— Start of Input data —

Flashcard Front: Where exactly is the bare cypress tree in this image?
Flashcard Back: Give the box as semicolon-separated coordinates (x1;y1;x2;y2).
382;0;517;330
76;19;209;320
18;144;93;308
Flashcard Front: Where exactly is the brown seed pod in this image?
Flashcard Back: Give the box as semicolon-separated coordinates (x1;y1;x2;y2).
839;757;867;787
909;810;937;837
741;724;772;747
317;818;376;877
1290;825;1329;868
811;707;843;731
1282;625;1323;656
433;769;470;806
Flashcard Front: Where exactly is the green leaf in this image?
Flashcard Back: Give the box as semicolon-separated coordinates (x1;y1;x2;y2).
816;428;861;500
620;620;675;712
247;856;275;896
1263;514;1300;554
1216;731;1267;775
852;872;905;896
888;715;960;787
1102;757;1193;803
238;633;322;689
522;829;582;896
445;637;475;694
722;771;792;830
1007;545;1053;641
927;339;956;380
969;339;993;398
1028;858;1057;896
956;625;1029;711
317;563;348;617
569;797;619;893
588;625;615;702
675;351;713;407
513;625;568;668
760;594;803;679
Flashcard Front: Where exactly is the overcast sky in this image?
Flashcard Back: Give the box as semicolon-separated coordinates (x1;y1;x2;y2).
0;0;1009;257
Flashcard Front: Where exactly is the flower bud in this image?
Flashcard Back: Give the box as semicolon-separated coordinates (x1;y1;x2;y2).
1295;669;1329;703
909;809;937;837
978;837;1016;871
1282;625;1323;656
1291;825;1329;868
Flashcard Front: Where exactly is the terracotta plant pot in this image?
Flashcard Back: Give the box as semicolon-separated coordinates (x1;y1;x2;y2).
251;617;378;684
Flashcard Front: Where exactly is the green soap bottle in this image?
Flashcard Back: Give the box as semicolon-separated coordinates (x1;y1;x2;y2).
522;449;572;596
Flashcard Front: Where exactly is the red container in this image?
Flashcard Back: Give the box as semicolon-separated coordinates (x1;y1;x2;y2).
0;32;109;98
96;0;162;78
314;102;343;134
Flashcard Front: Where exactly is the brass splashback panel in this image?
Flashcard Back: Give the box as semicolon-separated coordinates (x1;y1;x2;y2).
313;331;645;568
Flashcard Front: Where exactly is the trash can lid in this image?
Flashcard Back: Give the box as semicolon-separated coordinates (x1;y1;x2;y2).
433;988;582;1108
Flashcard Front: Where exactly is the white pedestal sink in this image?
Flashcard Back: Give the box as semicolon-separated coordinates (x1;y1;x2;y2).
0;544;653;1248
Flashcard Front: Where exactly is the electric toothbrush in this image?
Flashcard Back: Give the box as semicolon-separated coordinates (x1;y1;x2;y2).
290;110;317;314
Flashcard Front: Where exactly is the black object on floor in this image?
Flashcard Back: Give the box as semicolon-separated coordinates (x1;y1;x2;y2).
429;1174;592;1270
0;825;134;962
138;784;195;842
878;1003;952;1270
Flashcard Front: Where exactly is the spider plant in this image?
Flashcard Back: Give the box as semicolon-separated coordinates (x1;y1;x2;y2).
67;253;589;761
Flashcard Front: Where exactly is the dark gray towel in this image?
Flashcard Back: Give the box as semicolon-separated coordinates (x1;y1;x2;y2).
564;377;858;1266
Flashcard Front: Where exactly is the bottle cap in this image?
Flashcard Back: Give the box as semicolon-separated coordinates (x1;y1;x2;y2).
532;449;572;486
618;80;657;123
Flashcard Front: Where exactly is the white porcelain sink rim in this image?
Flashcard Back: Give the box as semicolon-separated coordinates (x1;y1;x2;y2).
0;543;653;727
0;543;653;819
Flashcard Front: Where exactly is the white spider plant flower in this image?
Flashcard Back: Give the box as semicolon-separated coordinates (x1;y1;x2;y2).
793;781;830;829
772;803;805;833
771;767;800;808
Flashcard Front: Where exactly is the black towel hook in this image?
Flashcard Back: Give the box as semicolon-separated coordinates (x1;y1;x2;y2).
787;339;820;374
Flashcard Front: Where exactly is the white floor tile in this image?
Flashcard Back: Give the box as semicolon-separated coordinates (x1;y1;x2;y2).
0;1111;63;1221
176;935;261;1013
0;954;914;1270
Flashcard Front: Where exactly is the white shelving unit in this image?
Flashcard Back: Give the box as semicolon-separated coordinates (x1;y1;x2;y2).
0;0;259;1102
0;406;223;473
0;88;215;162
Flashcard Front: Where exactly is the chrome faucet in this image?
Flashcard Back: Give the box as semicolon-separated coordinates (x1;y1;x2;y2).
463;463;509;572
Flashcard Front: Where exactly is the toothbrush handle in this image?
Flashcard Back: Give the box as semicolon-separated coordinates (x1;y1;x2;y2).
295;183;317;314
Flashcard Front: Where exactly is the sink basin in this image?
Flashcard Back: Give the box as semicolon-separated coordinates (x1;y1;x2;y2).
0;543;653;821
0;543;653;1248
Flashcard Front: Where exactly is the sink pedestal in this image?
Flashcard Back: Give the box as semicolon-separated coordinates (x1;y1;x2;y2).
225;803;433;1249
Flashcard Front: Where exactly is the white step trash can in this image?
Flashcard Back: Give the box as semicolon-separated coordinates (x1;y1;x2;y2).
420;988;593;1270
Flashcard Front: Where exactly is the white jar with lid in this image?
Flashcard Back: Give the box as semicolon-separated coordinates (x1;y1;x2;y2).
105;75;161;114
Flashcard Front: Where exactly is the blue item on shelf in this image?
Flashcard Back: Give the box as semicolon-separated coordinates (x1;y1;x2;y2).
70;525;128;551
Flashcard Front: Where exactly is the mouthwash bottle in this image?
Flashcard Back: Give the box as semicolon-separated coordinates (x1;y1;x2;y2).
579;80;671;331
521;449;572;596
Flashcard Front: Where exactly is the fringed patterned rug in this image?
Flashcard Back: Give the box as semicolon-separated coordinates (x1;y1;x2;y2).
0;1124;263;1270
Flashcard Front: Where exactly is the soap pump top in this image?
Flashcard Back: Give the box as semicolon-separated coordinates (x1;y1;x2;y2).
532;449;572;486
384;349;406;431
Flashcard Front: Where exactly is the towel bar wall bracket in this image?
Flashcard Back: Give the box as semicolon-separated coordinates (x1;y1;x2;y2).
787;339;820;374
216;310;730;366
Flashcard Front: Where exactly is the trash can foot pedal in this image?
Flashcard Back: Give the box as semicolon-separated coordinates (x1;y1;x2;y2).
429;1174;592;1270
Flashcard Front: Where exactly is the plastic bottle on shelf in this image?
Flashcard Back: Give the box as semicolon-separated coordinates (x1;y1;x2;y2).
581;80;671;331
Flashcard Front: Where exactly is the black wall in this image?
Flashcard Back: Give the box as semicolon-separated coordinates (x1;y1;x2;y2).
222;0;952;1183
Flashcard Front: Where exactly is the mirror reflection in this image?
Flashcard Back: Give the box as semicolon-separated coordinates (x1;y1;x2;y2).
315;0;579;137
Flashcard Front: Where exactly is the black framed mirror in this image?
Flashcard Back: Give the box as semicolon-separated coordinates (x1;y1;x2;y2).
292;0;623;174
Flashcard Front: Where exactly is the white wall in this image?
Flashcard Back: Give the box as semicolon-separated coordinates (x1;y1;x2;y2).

— End of Input data —

Your goal ::
Put every line of the rows above into a numbered list, leaving out any blank lines.

Answer to this exercise ::
1. Flashcard Front: Where exactly is the bare cypress tree in this image?
2. Flashcard Back: Give the box as semicolon-separated coordinates (x1;y1;x2;y2).
3. 382;0;517;330
4. 76;19;209;320
5. 18;144;93;308
6. Flashcard Front: Where exactly is the brown seed pod in this image?
7. Flashcard Back: Give the box as semicolon-separated coordinates (x1;y1;x2;y2).
8. 839;757;867;787
9. 909;810;937;837
10. 741;724;772;747
11. 317;818;376;877
12. 1290;825;1329;868
13. 811;707;843;731
14. 1282;625;1323;656
15. 433;769;470;806
16. Flashcard Front: Where exactly is the green leaf in this image?
17. Flashcard Back: Give the box as semicolon-separated coordinates (x1;y1;x2;y2).
18. 816;428;861;500
19. 620;620;675;712
20. 247;856;275;896
21. 1263;514;1300;554
22. 1216;731;1267;775
23. 852;872;905;896
24. 888;715;960;787
25. 1102;757;1193;803
26. 238;633;322;689
27. 522;829;582;896
28. 445;637;475;694
29. 722;771;792;830
30. 1007;545;1053;641
31. 927;339;956;380
32. 969;339;993;398
33. 1028;858;1057;896
34. 956;625;1029;711
35. 317;563;348;617
36. 569;797;619;893
37. 588;625;615;702
38. 675;351;713;407
39. 513;625;568;668
40. 760;594;803;679
41. Flashcard Front: Where exactly is the overcast sky in this image?
42. Flashcard Back: Give the box as semicolon-separated coordinates (x1;y1;x2;y2).
43. 0;0;1009;257
44. Flashcard Front: Where exactly is the flower bud in this image?
45. Flashcard Back: Give the box as semicolon-separated coordinates (x1;y1;x2;y2).
46. 1295;669;1329;703
47. 909;809;937;837
48. 978;837;1016;871
49. 1282;625;1323;656
50. 1291;825;1329;868
51. Flashcard Front: Where exactly is the terracotta plant pot in this image?
52. Flashcard Back: Give the box as semicolon-separated coordinates (x1;y1;x2;y2).
53. 251;617;378;684
54. Flashcard Front: Where exactly is the green soap bottle in this image?
55. Flashcard Back: Give the box as semicolon-separated coordinates (x1;y1;x2;y2).
56. 522;449;572;596
57. Flashcard Front: Where exactly is the red container in this image?
58. Flashcard Back: Give the box as semicolon-separated coordinates (x1;y1;x2;y2).
59. 0;32;109;98
60. 96;0;162;78
61. 314;102;343;134
62. Flashcard Front: Where exactly is the brass splashback panel in this image?
63. Flashcard Back: Give the box as semicolon-separated coordinates (x1;y1;x2;y2).
64. 313;331;645;568
65. Flashcard Front: Where exactly is the trash can lid in this image?
66. Flashcard Back: Give the box as semicolon-separated coordinates (x1;y1;x2;y2).
67. 433;988;582;1108
68. Flashcard Front: Where exactly is the white pedestal sink in this image?
69. Flashcard Back: Give the box as semicolon-separated coordinates (x1;y1;x2;y2).
70. 0;544;653;1248
71. Flashcard Front: Where exactly is the electric toothbrush in this image?
72. Flashcard Back: Give the box as semicolon-separated coordinates (x1;y1;x2;y2).
73. 290;110;317;314
74. Flashcard Front: Where exactly is the black object on floor in this image?
75. Flashcard Back: Give the box as semicolon-separated coordinates (x1;y1;x2;y2).
76. 429;1174;592;1270
77. 0;825;134;962
78. 138;784;195;842
79. 878;1003;952;1270
80. Flashcard Front: Where exactly is the spider plant in this image?
81. Flashcard Back: Give the box as semicolon-separated coordinates (x1;y1;x2;y2).
82. 67;253;589;761
83. Flashcard Front: Where exactly is the dark gray towel in this image?
84. Flashcard Back: Give the box as semicolon-separated coordinates (x1;y1;x2;y2).
85. 564;377;858;1266
86. Flashcard Front: Where exactly is the bottle cap in this image?
87. Flashcard Back: Give the box as semicolon-separated coordinates (x1;y1;x2;y2).
88. 532;449;572;486
89. 618;80;657;123
90. Flashcard Front: Where exactly is the white porcelain sink rim in this image?
91. Flashcard Back: Give the box as semicolon-separated coordinates (x1;y1;x2;y2).
92. 0;543;653;727
93. 0;543;653;819
94. Flashcard Front: Where exactly is the white spider plant flower in this image?
95. Flashcard Back: Give the box as semicolon-separated coordinates (x1;y1;x2;y2).
96. 793;781;830;829
97. 772;803;805;833
98. 771;767;800;808
99. Flashcard Front: Where exactly is the black towel hook in this image?
100. Flashcard Back: Give the box as semicolon-separated coordinates (x1;y1;x2;y2).
101. 787;339;820;374
102. Flashcard Front: Where exactly is the white floor tile in this image?
103. Flashcard Back: Give the box as semicolon-separated coordinates (x1;y1;x2;y2).
104. 0;1111;63;1221
105. 176;935;261;1013
106. 0;954;914;1270
107. Flashcard Front: Where exactly is the white shelving unit in this image?
108. Flashcard Back: Give the box as semicolon-separated coordinates (x1;y1;x2;y2).
109. 0;0;259;1102
110. 0;406;223;473
111. 0;88;215;162
112. Flashcard Front: Where exactly is the chrome faucet in this image?
113. Flashcard Back: Give the box as semicolon-separated coordinates (x1;y1;x2;y2).
114. 463;463;509;572
115. Flashcard Front: Where exactly is the toothbrush handle in this image?
116. Flashcard Back: Give the box as semicolon-separated coordinates (x1;y1;x2;y2).
117. 295;183;317;314
118. Flashcard Front: Where exactly is the sink basin in this image?
119. Flashcard Back: Give the box as semicolon-separated coordinates (x1;y1;x2;y2).
120. 0;543;653;821
121. 0;543;653;1248
122. Flashcard Front: Where exactly is the sink pedestal in this image?
123. Flashcard Back: Give the box as semicolon-separated coordinates (x1;y1;x2;y2).
124. 225;803;433;1249
125. Flashcard Front: Where exactly is the white step trash can in this image?
126. Flashcard Back: Give the box as semicolon-separated coordinates (x1;y1;x2;y2).
127. 420;988;593;1270
128. Flashcard Front: Where exactly is the white jar with lid in this image?
129. Flashcard Back: Give the box as semicolon-separated coordinates (x1;y1;x2;y2).
130. 105;75;161;114
131. Flashcard Front: Where exactly is the blue item on shelf in this image?
132. Flashcard Back: Give the box as semicolon-separated coordinates (x1;y1;x2;y2).
133. 70;525;128;551
134. Flashcard Front: Where exactly is the mouthwash bottle in this image?
135. Flashcard Back: Give the box as semicolon-separated coordinates (x1;y1;x2;y2).
136. 579;80;671;331
137. 521;449;572;596
138. Flashcard Front: Where exactly is the fringed patterned rug in this image?
139. Flashcard Back: Give the box as semicolon-separated coordinates (x1;y1;x2;y2).
140. 0;1124;263;1270
141. Flashcard Front: Where exactly is the soap pump top in this image?
142. Flashcard Back: Give the box as semicolon-separated coordinates (x1;y1;x2;y2).
143. 532;449;572;486
144. 384;349;406;431
145. Flashcard Front: Where exactly is the towel bar wall bracket in this image?
146. Flashcard Back: Give the box as semicolon-separated coordinates (x1;y1;x2;y2).
147. 787;339;820;374
148. 216;310;730;366
149. Flashcard Front: Where exactly is the trash can foot pedal in this image?
150. Flashcard Back: Give the box as semicolon-separated coordinates (x1;y1;x2;y2).
151. 429;1174;592;1270
152. Flashcard Front: Where exactly is the plastic bottle on shelf in this image?
153. Flashcard Back: Give the box as semicolon-separated coordinates (x1;y1;x2;y2).
154. 581;80;671;331
155. Flashcard Front: Where exactly is the black wall in this image?
156. Flashcard Back: Give the box as semicolon-separated coordinates (x1;y1;x2;y2).
157. 222;0;952;1183
158. Flashcard Front: Where exactly is the mirror reflection in this image?
159. Flashcard Back: Give the box as semicolon-separated coordinates (x1;y1;x2;y2).
160. 315;0;579;137
161. Flashcard Front: Where exactly is the black framed mirror in this image?
162. Flashcard Back: Give the box as semicolon-separated coordinates (x1;y1;x2;y2).
163. 292;0;623;174
164. Flashcard Front: Where exactly is the white wall in this image?
165. Flashcard Back: Give the box as semicolon-separated coordinates (x1;y1;x2;y2).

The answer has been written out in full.